== ASSIGNED TASK ==
Of the lines in the data below, count the ones holding the string "Trace", and answer with that number only.
------
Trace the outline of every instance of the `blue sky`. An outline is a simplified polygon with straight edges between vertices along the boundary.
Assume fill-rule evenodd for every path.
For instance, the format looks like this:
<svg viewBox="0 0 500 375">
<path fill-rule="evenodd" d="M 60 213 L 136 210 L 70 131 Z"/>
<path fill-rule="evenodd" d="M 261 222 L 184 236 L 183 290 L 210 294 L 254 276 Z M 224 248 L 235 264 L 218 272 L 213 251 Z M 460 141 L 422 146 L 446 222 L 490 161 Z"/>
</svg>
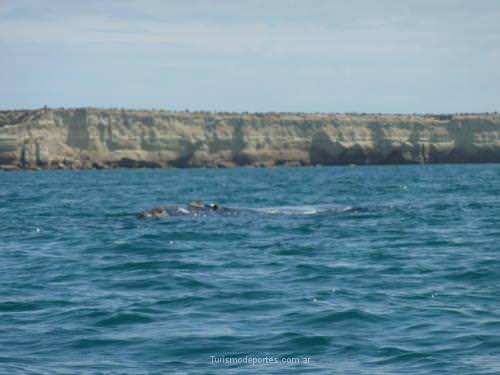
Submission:
<svg viewBox="0 0 500 375">
<path fill-rule="evenodd" d="M 500 111 L 498 0 L 0 0 L 0 108 Z"/>
</svg>

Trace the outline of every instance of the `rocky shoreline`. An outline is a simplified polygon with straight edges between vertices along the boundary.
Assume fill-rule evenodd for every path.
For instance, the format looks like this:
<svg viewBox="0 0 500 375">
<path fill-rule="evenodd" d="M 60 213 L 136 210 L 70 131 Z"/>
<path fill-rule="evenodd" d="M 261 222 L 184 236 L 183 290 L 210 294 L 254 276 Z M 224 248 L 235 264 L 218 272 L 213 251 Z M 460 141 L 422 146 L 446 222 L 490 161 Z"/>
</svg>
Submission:
<svg viewBox="0 0 500 375">
<path fill-rule="evenodd" d="M 0 111 L 0 170 L 500 162 L 500 115 Z"/>
</svg>

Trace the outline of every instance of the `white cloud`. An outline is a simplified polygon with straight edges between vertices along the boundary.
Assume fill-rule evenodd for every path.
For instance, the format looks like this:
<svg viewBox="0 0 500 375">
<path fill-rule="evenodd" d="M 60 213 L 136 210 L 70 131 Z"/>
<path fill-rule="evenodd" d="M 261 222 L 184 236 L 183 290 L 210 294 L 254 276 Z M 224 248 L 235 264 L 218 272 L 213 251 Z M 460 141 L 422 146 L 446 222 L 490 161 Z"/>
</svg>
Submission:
------
== ANSWER AREA ==
3